▸ **INSTRUKSI TERTULIS A**
Ringkaslah teks di bawah ini mengenai bantalan rel beton dan perluasan pabrik WTON dalam dua kalimat.

Ada sepenggal kisah menarik yang bisa menjadi pembelajaran bagi kita semua berkenaan dengan inovasi railways sleepers yang muncul pada periode itu. Pada tahun 1984, Frans S. Sunito (Mantan Direktur Utama PT Jasa Marga 2006–2012) yang kala itu menjabat Kepala Pusat Pengembangan Produk Baru WIKA, berkali-kali datang ke Ditjen Perhubungan Darat, Departemen Perhubungan. Ia terus mencoba meyakinkan Sang Dirjen agar mau menggunakan bantalan rel kereta api yang terbuat dari beton untuk menggantikan bahan kayu.

Frans sebagaimana diansir dari Buku Myelin: Mobilisasi Intabgibles Assets emnjadi Kekuatan Perubahan berargumentasi bahwa produk baru WIKA ini telah diuji di laboratorium, “Kami mengujinya dengan memberi tekanan dan beban yang dinamis sehingga layak menggantikan bantalan kayu,” yakin Frans.

Pihak Kereta Api akhirnya akhirnya memberi izin WIKA untuk menguji produknya pada jalur Padalarang-Bandung sepanjang 500 meter. Selama proses pengujian itu, Frans turun langsung mengawasi. Uji coba pun berlangsung selama sebulan penuh dan ternyata tidak ada masalah. Berbekal hasil uji coba itu, pihak Kereta Api pun percaya dan mulai menggunakan bantalan beton. Proyek pertama WIKA adalah jalur kereta api untuk transportasi pupuk dari Kabad ke Meneng, Banyumas, Jawa Tengah.

Setelah menancapkan kuku di sepanang Jawa, WTON kemudian mengepakkan sayap ekspansi pabrik betonnya ke Sumatera dan Sulawesi. Pada tahun 1986, WTON menambah satu pabrik baru di Lampung. Pendirian pabrik ini sebagaimana pabrik yang lainnya dimaksudkan untuk men-support pembangunan infrastruktur di wilayah Sumatera Bagian Selatan yang merupakan hub strategis Pulau Jawa menuju Sumatera Bagian Utara.

Dua tahun berselang, tepatnya pada tahun 1988, WTON kembali melakukan ekstensifikasi perluasan pabrik beton dan wilayah pemasaran di Binjai Sumatera Utara. Ekses pembangunan yang begitu cepat di Sumatera Bagian Selatan berdampak langsung terhadap geliat yang ditunjukkan kemudian oleh Wilayah di Utara. Bersamaan dengan pendirian pabrik baru di Binjai itu, WTON juga berhasil melahirkan produk beton baru berupa bridge & drainage concrete.

▸ **DATA YANG DIBERIKAN**
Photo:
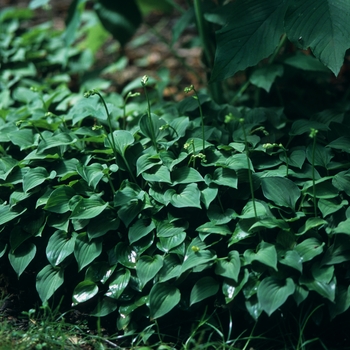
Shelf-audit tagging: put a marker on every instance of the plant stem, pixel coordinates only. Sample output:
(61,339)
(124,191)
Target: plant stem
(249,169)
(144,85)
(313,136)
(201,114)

==

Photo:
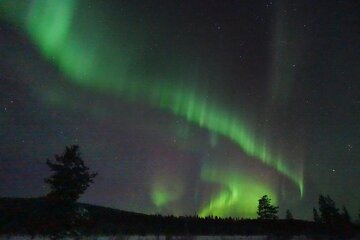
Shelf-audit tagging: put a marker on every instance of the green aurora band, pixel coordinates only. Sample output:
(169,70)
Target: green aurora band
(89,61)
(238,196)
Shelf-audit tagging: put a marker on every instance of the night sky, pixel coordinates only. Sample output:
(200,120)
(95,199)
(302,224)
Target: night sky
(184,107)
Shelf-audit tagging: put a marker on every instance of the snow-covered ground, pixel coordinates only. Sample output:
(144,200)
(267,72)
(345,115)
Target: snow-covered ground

...

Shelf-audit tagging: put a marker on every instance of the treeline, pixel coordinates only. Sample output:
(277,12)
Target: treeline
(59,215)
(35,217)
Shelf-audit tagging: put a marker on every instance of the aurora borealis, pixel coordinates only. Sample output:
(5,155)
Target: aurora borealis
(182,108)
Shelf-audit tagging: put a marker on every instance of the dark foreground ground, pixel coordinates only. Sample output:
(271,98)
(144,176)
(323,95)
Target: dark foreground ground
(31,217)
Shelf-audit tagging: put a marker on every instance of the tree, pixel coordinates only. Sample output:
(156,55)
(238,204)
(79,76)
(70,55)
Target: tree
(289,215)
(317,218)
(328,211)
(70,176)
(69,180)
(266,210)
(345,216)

▸ **INSTRUKSI TERTULIS B**
Tuliskan sebagai daftar bernomor baris-baris pada catatan di atas, dimulai dari baris yang memuat "of the snow-covered" dan berlanjut hingga baris yang memuat "Target: snow-covered ground", tanpa menyertakan baris kosong.

▸ **PENYELESAIAN MASALAH A**
Pada tahun 1984, Frans S. Sunito dari WIKA berulang kali berupaya meyakinkan Dirjen Perhubungan Darat agar menggunakan bantalan rel kereta api dari beton sebagai pengganti kayu, dan setelah uji coba selama sebulan di jalur Padalarang-Bandung berjalan tanpa masalah, pihak Kereta Api mulai menggunakan bantalan beton tersebut. WTON kemudian memperluas pabrik betonnya ke Sumatera dengan mendirikan pabrik di Lampung pada tahun 1986 dan di Binjai, Sumatera Utara, pada tahun 1988, bersamaan dengan lahirnya produk baru berupa bridge & drainage concrete.

▸ **PENYELESAIAN MASALAH B**
1. Shelf-audit tagging: put a marker on every instance of the snow-covered ground, pixel coordinates only. Sample output:
2. (144,200)
3. (267,72)
4. (345,115)
5. Target: snow-covered ground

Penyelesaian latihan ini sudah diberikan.